## Assignment
Below are the records; pull every line that includes "snow".

## Entries supplied
┌────────

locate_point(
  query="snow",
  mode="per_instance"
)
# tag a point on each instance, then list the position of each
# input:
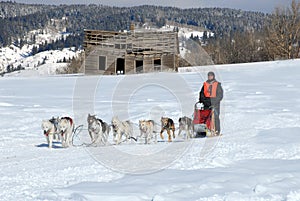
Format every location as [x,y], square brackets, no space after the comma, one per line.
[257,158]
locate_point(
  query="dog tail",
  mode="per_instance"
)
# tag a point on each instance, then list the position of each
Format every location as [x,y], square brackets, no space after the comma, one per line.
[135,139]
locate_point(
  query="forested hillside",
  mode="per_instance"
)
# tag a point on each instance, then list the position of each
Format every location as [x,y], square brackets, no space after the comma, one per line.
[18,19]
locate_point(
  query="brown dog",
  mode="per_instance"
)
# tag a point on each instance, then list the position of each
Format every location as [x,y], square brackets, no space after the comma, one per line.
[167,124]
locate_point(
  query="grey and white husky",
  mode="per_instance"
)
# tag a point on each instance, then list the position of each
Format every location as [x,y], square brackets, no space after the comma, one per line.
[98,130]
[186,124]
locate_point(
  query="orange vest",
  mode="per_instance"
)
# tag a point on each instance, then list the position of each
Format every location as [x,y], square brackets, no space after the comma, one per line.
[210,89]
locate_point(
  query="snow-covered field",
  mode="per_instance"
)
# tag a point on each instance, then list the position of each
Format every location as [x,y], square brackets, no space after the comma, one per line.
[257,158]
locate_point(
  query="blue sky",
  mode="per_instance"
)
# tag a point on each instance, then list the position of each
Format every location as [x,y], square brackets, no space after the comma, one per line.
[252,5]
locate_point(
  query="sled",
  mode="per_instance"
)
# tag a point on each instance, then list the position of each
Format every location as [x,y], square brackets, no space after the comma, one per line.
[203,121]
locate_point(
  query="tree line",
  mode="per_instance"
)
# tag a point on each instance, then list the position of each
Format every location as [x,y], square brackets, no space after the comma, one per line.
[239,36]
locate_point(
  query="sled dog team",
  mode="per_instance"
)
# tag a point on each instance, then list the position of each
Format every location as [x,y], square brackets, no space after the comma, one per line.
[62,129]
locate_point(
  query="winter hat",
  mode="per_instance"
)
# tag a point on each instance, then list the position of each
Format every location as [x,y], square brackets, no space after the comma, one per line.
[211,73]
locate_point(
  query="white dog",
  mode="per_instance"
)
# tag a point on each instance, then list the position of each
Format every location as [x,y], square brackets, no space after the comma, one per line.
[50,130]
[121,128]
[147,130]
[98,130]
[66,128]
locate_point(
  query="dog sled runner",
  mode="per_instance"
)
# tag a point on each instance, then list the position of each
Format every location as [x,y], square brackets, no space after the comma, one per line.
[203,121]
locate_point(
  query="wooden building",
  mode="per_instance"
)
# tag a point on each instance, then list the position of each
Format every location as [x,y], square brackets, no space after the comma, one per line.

└────────
┌────────

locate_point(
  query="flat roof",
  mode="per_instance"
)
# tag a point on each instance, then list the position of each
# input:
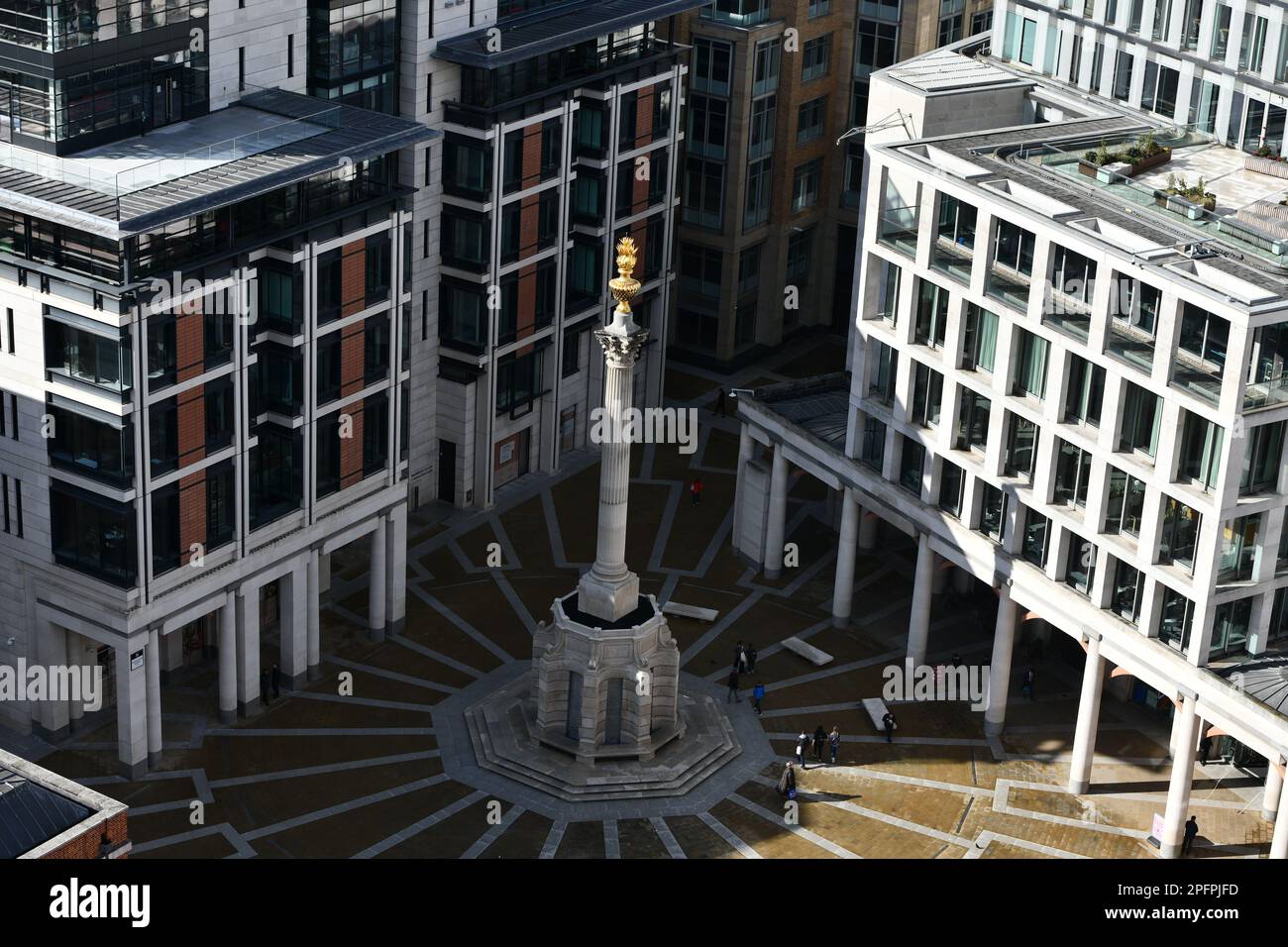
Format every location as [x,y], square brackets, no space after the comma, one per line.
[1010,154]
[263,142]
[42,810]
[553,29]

└────────

## Response
  query="snow",
  query="snow-covered field",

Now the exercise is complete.